(Coordinate labeling data)
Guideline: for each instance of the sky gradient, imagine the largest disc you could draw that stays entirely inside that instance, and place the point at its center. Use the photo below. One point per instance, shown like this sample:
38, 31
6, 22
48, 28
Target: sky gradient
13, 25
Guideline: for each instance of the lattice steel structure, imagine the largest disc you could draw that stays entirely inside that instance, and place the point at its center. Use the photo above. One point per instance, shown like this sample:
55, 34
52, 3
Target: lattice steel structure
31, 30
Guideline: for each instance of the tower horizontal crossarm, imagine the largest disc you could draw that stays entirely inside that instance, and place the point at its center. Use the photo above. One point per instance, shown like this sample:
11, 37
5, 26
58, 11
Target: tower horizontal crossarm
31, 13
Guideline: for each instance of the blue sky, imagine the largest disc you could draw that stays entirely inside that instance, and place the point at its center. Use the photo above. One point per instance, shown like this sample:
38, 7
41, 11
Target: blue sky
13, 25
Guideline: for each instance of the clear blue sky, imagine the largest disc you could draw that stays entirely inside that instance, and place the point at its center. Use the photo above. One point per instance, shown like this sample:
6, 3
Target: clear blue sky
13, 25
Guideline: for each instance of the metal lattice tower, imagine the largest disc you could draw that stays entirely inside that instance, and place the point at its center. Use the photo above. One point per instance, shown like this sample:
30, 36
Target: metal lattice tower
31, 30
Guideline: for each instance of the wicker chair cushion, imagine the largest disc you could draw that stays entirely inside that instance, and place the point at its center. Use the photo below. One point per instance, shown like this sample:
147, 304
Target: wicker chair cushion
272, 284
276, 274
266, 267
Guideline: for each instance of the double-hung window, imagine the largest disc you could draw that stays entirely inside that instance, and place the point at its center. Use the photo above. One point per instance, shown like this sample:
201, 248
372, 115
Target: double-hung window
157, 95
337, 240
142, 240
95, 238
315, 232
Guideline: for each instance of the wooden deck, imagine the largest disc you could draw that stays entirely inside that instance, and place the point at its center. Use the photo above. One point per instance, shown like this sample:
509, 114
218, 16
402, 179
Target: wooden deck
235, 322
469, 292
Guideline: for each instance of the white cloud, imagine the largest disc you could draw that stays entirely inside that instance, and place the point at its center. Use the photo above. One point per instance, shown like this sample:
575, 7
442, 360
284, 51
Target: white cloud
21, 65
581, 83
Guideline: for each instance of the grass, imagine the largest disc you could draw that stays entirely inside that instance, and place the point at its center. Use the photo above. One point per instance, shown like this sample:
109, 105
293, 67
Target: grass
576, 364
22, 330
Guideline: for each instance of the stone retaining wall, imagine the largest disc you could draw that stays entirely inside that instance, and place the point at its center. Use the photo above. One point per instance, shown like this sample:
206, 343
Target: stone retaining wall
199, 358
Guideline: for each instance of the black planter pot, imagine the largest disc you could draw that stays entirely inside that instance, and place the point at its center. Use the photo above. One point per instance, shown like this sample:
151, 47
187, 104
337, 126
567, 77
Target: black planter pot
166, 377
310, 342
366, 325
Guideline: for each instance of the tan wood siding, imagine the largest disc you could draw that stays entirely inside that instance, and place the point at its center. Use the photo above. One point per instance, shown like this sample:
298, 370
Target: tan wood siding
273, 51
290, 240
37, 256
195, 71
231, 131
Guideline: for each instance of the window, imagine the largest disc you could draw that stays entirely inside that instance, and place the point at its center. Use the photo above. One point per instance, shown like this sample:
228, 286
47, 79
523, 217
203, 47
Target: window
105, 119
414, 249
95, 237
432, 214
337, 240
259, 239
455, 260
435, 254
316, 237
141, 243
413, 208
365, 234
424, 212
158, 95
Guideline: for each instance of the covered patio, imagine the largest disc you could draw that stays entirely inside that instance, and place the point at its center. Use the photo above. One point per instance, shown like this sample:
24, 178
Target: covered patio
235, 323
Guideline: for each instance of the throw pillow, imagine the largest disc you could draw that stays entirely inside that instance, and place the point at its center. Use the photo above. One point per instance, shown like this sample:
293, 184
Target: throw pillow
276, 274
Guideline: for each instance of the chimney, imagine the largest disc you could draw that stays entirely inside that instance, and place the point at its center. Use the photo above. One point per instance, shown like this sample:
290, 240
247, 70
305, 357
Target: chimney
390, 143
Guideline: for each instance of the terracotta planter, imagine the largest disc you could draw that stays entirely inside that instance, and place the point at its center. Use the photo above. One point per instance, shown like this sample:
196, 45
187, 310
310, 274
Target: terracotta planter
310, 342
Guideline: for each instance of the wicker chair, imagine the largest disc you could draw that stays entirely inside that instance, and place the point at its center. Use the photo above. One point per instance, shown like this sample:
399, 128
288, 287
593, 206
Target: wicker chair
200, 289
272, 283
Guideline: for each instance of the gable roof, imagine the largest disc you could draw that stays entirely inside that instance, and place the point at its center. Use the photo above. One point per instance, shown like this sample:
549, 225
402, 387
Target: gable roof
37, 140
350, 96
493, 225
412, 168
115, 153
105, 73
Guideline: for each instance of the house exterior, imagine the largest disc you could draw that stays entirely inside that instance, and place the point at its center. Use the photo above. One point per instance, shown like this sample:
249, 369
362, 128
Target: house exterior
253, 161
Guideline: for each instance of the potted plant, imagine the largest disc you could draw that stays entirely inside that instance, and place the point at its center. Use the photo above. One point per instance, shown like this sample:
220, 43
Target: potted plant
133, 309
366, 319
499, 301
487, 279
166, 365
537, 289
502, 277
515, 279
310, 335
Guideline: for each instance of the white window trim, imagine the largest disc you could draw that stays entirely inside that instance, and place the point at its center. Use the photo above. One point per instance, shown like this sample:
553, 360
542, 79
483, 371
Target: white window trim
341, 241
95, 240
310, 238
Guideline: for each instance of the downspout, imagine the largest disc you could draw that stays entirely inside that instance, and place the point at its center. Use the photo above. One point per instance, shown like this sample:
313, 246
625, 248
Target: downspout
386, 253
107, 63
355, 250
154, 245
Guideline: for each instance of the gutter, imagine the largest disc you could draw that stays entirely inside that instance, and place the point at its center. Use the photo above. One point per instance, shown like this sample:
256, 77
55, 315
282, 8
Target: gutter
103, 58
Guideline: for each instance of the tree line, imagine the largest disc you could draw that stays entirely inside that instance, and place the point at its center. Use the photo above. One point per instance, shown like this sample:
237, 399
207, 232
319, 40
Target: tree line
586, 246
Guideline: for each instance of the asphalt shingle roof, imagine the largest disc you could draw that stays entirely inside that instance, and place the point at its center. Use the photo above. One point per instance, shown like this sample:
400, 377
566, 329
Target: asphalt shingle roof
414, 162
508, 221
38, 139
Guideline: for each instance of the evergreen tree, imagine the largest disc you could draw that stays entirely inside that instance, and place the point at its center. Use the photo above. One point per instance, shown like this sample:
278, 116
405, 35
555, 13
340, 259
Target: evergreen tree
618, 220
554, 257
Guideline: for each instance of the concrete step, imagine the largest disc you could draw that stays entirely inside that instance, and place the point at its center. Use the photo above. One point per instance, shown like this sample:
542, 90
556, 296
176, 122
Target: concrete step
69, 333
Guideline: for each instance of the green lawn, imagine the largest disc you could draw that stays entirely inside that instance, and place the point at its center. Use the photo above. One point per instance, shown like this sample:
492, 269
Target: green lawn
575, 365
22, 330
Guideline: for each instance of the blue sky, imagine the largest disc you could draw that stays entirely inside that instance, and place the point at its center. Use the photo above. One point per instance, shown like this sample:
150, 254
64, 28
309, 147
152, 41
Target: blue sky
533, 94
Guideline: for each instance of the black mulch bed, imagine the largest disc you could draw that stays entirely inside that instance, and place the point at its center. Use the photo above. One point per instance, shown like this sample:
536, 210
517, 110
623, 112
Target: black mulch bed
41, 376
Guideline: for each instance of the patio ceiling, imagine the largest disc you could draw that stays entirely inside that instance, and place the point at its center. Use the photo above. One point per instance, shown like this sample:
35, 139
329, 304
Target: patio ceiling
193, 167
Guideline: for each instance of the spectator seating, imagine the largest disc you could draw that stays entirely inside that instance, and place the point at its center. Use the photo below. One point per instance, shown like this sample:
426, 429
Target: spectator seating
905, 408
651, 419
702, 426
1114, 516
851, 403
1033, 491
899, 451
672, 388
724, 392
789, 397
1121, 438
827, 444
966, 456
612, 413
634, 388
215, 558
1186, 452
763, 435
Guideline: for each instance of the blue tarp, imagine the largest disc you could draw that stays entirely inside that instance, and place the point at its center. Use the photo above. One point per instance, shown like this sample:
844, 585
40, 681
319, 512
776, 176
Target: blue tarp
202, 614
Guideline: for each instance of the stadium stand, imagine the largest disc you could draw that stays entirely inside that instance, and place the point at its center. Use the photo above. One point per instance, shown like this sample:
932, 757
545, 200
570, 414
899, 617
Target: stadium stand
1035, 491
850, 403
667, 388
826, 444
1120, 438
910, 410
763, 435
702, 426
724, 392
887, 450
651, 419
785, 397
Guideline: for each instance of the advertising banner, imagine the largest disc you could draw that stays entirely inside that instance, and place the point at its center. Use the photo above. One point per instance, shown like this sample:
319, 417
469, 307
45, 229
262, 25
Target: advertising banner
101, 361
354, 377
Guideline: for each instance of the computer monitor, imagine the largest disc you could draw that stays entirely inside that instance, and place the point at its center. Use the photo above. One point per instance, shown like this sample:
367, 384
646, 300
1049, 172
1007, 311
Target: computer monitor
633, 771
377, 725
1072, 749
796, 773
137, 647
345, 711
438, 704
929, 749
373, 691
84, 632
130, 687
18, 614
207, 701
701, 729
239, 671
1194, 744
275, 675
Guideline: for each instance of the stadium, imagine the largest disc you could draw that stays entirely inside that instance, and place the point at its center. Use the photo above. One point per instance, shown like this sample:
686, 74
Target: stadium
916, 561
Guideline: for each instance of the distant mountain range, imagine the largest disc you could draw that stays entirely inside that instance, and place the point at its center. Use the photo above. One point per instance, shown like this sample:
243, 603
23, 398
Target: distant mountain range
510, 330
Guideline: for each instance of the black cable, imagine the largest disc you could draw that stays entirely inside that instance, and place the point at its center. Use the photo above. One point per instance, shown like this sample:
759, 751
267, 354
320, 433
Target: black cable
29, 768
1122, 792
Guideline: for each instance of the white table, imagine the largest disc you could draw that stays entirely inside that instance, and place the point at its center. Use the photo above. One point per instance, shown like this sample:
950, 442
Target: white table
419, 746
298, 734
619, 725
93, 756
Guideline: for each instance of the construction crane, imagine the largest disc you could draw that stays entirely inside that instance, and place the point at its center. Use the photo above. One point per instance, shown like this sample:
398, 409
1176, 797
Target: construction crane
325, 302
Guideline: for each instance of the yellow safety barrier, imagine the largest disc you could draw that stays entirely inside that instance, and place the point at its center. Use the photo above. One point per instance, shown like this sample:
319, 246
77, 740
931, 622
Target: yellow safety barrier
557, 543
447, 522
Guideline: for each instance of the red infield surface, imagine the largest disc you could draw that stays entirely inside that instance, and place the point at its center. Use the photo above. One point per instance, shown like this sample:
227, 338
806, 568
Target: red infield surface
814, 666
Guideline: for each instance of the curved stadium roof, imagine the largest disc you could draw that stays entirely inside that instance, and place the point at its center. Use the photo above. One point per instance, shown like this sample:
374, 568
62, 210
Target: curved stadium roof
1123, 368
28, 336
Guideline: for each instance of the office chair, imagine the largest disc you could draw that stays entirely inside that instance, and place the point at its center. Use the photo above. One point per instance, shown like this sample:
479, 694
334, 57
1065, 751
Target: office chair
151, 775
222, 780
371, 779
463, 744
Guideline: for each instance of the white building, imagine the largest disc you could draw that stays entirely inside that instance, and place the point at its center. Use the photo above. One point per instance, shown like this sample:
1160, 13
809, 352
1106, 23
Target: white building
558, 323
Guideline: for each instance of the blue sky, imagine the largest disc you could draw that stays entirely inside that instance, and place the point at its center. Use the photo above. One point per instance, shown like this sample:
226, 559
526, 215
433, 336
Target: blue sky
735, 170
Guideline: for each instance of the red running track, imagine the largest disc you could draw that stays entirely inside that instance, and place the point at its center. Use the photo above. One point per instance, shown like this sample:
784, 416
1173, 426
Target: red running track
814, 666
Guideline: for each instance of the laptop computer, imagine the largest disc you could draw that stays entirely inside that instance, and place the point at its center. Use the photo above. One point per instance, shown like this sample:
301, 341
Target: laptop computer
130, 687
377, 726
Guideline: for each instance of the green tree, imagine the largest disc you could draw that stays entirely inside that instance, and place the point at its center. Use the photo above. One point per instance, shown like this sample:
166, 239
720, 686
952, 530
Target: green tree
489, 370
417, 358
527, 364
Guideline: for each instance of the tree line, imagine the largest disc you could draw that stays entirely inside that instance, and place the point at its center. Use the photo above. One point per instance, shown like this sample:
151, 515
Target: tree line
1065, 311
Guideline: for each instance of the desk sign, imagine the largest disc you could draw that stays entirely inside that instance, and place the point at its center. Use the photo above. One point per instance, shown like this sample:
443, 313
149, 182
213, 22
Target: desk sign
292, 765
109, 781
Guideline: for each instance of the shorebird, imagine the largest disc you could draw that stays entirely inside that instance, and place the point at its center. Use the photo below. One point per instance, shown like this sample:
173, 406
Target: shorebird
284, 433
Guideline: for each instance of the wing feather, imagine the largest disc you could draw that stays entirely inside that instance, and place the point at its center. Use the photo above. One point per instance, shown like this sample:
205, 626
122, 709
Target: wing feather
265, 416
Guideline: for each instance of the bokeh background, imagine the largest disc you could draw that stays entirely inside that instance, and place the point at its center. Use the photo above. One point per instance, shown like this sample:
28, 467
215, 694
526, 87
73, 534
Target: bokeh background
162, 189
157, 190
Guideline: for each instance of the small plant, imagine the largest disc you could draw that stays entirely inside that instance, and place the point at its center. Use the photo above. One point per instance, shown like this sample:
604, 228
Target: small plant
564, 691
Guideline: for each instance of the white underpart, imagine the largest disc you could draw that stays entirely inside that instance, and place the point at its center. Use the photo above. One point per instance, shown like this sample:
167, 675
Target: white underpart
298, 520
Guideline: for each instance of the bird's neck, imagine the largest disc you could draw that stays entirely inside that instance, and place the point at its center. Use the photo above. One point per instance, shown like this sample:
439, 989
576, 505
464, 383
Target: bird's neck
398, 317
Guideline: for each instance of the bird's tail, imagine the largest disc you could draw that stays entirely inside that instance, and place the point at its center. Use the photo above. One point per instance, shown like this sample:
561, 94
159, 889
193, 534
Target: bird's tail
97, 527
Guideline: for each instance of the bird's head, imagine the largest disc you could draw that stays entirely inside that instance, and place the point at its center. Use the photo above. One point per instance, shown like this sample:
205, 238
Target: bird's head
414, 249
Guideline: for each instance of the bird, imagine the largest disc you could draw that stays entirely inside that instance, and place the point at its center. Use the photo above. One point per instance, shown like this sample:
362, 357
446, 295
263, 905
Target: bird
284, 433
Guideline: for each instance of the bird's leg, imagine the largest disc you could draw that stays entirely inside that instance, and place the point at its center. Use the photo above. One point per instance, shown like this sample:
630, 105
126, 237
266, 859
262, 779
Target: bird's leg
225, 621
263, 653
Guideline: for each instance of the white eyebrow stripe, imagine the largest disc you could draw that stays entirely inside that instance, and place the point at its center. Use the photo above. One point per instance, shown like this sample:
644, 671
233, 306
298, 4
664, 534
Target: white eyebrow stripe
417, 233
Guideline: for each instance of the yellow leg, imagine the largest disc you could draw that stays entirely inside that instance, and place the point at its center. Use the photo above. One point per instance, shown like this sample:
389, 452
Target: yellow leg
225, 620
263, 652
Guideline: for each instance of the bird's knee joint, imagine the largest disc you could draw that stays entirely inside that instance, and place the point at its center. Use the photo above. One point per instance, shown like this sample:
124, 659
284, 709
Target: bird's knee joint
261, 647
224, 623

→ What to produce
Repeat exactly the lines starting at the line with "Guideline: for each instance of the yellow leg, imagine" and ending with the final line of the entries. Include nothing else.

→ Written answer
Guideline: for each instance of the yellow leg, imagine the largest disc you could draw that stays entirely inside that instance, and place the point at its center. Use the photo above. One point per instance, shown like this sample:
389, 452
Target: yellow leg
225, 620
263, 652
Guideline: for each instance of the bird's knee joint, imagine the largest disc you could draw that stays entirely inside that instance, and place the point at its center. Use the photo above. One point per instance, shown like this sample:
124, 659
284, 709
Target: bird's knee joint
261, 647
224, 623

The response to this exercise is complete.